• MATERIAL FOR THIS TASK
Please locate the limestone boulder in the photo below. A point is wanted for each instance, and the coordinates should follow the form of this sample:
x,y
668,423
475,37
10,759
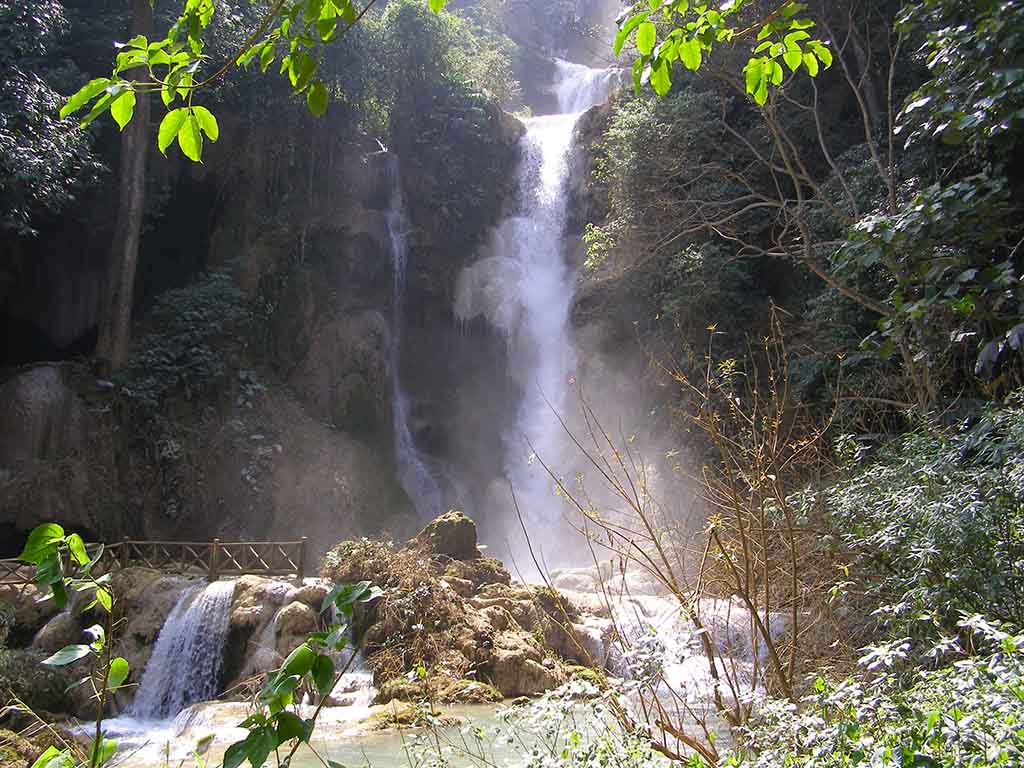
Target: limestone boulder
x,y
518,667
479,571
64,629
256,600
452,535
31,608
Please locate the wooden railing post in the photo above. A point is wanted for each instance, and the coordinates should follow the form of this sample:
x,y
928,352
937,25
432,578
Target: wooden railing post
x,y
214,551
302,558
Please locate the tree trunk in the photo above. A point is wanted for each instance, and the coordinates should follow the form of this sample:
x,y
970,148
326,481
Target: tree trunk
x,y
115,311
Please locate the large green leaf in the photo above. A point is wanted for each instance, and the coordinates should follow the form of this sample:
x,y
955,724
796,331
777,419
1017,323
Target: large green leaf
x,y
68,654
169,127
324,674
259,744
77,548
42,541
625,31
207,123
190,139
646,37
123,108
660,77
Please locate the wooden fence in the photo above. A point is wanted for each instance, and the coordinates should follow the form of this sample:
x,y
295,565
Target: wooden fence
x,y
214,559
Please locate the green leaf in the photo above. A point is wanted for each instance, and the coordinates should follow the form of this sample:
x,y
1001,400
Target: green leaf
x,y
54,758
50,569
812,64
689,52
207,123
104,598
190,139
236,755
627,29
266,55
85,94
59,594
299,662
316,98
754,71
77,548
660,77
42,541
123,108
118,673
169,127
68,654
793,59
259,744
646,37
290,726
324,674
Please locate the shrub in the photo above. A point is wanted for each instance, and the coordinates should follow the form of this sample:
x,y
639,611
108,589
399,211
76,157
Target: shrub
x,y
24,676
935,524
966,715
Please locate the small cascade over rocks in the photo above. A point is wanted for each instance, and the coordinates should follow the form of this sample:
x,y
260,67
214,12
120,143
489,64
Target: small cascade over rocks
x,y
187,659
414,476
355,688
525,289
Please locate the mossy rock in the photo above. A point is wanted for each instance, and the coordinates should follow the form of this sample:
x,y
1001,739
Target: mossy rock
x,y
595,677
402,715
469,691
400,689
42,688
15,751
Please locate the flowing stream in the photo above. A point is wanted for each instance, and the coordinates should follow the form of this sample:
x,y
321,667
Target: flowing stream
x,y
525,287
414,476
186,662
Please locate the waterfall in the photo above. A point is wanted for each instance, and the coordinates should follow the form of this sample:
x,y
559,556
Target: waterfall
x,y
355,688
525,287
414,476
186,662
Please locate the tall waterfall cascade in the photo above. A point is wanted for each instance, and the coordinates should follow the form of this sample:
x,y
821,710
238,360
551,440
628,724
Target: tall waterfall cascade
x,y
188,656
414,476
525,287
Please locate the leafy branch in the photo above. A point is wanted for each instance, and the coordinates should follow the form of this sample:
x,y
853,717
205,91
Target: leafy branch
x,y
694,30
294,31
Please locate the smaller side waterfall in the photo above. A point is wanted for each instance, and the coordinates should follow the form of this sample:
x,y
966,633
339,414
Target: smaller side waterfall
x,y
185,664
414,476
355,688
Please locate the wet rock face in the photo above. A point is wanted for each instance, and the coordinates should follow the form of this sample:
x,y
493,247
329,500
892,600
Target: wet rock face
x,y
459,613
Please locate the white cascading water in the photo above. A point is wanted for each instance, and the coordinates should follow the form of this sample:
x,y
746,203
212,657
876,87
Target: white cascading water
x,y
525,287
186,662
414,476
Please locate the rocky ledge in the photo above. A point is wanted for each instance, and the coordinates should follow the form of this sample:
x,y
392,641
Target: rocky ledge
x,y
456,612
449,612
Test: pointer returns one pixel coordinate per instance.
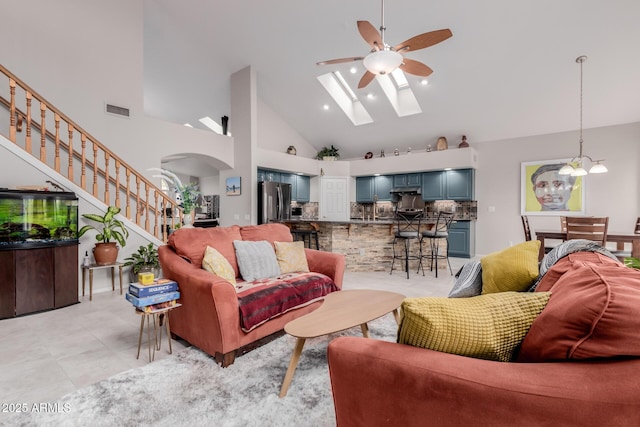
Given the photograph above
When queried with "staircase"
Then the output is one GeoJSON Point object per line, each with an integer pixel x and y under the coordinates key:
{"type": "Point", "coordinates": [62, 145]}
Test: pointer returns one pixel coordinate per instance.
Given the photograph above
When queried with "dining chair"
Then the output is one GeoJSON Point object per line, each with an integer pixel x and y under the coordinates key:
{"type": "Point", "coordinates": [528, 234]}
{"type": "Point", "coordinates": [563, 224]}
{"type": "Point", "coordinates": [525, 226]}
{"type": "Point", "coordinates": [620, 252]}
{"type": "Point", "coordinates": [588, 228]}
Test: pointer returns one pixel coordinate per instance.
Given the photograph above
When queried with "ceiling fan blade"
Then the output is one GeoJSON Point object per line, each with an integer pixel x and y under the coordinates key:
{"type": "Point", "coordinates": [424, 40]}
{"type": "Point", "coordinates": [370, 34]}
{"type": "Point", "coordinates": [366, 79]}
{"type": "Point", "coordinates": [414, 67]}
{"type": "Point", "coordinates": [341, 60]}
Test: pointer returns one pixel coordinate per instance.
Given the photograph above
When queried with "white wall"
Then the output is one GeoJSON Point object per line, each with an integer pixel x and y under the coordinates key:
{"type": "Point", "coordinates": [82, 54]}
{"type": "Point", "coordinates": [276, 135]}
{"type": "Point", "coordinates": [613, 194]}
{"type": "Point", "coordinates": [17, 170]}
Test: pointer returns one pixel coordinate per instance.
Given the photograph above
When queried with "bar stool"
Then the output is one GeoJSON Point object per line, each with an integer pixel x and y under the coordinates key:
{"type": "Point", "coordinates": [407, 229]}
{"type": "Point", "coordinates": [307, 235]}
{"type": "Point", "coordinates": [438, 232]}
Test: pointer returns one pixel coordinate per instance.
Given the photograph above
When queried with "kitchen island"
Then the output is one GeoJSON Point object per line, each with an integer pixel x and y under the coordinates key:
{"type": "Point", "coordinates": [366, 244]}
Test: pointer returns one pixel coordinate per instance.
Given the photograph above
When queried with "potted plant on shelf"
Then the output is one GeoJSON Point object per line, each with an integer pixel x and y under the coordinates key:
{"type": "Point", "coordinates": [106, 251]}
{"type": "Point", "coordinates": [328, 153]}
{"type": "Point", "coordinates": [143, 261]}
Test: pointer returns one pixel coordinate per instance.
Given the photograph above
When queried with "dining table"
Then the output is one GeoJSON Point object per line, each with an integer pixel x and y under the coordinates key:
{"type": "Point", "coordinates": [618, 238]}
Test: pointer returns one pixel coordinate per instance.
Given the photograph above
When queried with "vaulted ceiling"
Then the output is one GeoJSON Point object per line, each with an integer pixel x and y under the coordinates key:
{"type": "Point", "coordinates": [508, 71]}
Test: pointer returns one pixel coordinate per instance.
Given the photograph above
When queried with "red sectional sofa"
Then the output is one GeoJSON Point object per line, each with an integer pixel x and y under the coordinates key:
{"type": "Point", "coordinates": [210, 314]}
{"type": "Point", "coordinates": [578, 365]}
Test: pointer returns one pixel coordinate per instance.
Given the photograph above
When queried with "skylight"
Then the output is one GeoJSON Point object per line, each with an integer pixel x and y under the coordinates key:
{"type": "Point", "coordinates": [211, 124]}
{"type": "Point", "coordinates": [399, 79]}
{"type": "Point", "coordinates": [346, 99]}
{"type": "Point", "coordinates": [345, 86]}
{"type": "Point", "coordinates": [402, 100]}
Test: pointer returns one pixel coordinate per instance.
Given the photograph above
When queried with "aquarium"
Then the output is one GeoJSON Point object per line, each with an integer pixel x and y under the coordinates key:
{"type": "Point", "coordinates": [37, 218]}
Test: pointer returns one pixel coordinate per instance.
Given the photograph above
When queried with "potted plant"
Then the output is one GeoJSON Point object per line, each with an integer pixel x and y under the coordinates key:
{"type": "Point", "coordinates": [328, 153]}
{"type": "Point", "coordinates": [142, 261]}
{"type": "Point", "coordinates": [106, 251]}
{"type": "Point", "coordinates": [632, 262]}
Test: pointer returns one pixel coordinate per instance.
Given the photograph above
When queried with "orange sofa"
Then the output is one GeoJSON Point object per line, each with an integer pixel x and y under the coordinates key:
{"type": "Point", "coordinates": [578, 365]}
{"type": "Point", "coordinates": [210, 317]}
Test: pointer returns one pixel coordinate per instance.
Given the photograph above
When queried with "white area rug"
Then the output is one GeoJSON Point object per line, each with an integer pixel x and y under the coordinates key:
{"type": "Point", "coordinates": [190, 389]}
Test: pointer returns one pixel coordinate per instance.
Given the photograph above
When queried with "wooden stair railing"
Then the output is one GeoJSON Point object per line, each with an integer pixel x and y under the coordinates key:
{"type": "Point", "coordinates": [92, 167]}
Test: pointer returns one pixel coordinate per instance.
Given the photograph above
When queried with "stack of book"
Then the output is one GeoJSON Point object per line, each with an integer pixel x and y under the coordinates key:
{"type": "Point", "coordinates": [162, 293]}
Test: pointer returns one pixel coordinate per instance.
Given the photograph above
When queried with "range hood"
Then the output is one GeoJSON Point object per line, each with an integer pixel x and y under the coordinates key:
{"type": "Point", "coordinates": [405, 190]}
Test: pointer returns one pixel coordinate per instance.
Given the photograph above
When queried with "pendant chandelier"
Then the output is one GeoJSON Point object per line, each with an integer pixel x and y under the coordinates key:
{"type": "Point", "coordinates": [596, 165]}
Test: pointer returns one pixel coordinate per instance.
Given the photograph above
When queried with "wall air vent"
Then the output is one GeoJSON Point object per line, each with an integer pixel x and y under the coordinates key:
{"type": "Point", "coordinates": [118, 111]}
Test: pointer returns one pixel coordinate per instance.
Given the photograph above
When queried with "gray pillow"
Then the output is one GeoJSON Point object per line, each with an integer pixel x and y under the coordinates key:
{"type": "Point", "coordinates": [469, 281]}
{"type": "Point", "coordinates": [256, 260]}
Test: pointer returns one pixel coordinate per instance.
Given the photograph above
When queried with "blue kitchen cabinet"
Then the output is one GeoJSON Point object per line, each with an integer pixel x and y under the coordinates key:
{"type": "Point", "coordinates": [382, 186]}
{"type": "Point", "coordinates": [303, 188]}
{"type": "Point", "coordinates": [460, 184]}
{"type": "Point", "coordinates": [407, 180]}
{"type": "Point", "coordinates": [369, 186]}
{"type": "Point", "coordinates": [290, 178]}
{"type": "Point", "coordinates": [433, 185]}
{"type": "Point", "coordinates": [448, 185]}
{"type": "Point", "coordinates": [364, 189]}
{"type": "Point", "coordinates": [462, 239]}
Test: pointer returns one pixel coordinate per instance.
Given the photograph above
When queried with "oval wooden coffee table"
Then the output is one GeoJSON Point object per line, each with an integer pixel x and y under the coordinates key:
{"type": "Point", "coordinates": [340, 310]}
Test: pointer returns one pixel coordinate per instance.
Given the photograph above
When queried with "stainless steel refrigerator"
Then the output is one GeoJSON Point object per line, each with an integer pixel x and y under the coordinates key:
{"type": "Point", "coordinates": [274, 202]}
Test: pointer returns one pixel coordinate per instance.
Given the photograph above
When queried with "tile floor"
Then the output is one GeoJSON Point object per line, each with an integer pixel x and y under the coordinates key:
{"type": "Point", "coordinates": [47, 355]}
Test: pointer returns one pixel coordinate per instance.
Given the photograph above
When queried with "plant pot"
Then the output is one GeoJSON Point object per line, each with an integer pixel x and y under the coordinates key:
{"type": "Point", "coordinates": [105, 253]}
{"type": "Point", "coordinates": [134, 276]}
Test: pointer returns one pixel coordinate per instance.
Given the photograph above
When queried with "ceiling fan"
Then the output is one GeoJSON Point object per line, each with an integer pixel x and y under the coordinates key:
{"type": "Point", "coordinates": [383, 58]}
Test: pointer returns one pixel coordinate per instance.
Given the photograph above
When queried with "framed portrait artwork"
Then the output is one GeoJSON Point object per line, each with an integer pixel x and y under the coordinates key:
{"type": "Point", "coordinates": [234, 186]}
{"type": "Point", "coordinates": [545, 192]}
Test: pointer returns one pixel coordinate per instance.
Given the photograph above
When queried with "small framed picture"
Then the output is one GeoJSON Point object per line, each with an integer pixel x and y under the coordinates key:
{"type": "Point", "coordinates": [545, 192]}
{"type": "Point", "coordinates": [233, 186]}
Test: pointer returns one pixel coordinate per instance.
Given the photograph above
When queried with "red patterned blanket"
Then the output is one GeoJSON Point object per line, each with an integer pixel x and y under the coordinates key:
{"type": "Point", "coordinates": [265, 299]}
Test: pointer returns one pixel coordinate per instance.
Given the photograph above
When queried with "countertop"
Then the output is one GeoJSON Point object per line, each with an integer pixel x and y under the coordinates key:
{"type": "Point", "coordinates": [381, 221]}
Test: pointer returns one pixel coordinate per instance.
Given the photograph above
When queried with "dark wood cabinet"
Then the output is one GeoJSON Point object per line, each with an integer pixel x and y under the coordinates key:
{"type": "Point", "coordinates": [34, 280]}
{"type": "Point", "coordinates": [66, 276]}
{"type": "Point", "coordinates": [38, 279]}
{"type": "Point", "coordinates": [7, 284]}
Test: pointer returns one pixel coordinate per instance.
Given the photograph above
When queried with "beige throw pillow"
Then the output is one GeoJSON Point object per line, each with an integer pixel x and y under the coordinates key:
{"type": "Point", "coordinates": [291, 257]}
{"type": "Point", "coordinates": [217, 264]}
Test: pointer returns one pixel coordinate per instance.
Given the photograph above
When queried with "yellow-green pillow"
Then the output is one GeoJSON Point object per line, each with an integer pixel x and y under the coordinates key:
{"type": "Point", "coordinates": [291, 257]}
{"type": "Point", "coordinates": [512, 269]}
{"type": "Point", "coordinates": [485, 326]}
{"type": "Point", "coordinates": [214, 262]}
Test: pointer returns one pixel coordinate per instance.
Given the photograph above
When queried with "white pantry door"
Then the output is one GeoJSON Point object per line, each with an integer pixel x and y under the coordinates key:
{"type": "Point", "coordinates": [334, 198]}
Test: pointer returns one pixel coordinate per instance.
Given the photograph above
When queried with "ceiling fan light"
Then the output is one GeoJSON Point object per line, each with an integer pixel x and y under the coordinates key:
{"type": "Point", "coordinates": [566, 170]}
{"type": "Point", "coordinates": [598, 168]}
{"type": "Point", "coordinates": [579, 171]}
{"type": "Point", "coordinates": [382, 61]}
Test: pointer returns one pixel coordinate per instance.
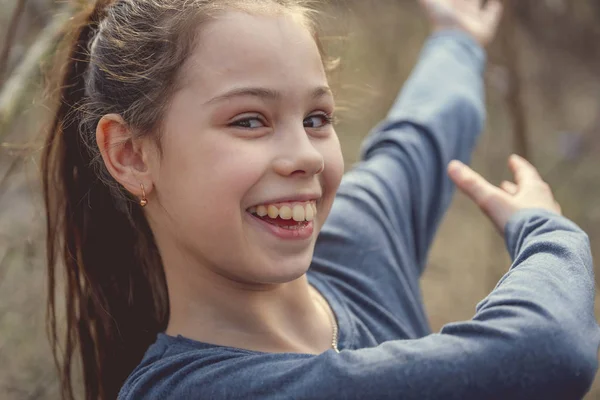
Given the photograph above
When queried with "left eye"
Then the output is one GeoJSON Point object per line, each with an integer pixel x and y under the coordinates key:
{"type": "Point", "coordinates": [249, 123]}
{"type": "Point", "coordinates": [317, 121]}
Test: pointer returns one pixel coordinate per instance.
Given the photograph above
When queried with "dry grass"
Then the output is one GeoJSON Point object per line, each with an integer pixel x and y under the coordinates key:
{"type": "Point", "coordinates": [381, 44]}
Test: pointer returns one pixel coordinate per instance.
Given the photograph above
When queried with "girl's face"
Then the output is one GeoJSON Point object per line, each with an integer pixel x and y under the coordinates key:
{"type": "Point", "coordinates": [248, 135]}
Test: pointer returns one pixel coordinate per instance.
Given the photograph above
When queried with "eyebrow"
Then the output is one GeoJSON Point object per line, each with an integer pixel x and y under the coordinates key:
{"type": "Point", "coordinates": [264, 93]}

• TRY IT
Each line holding "dining" should be copied from the material above.

• WRITTEN RESPONSE
When queried with "dining chair"
When queried with "dining table"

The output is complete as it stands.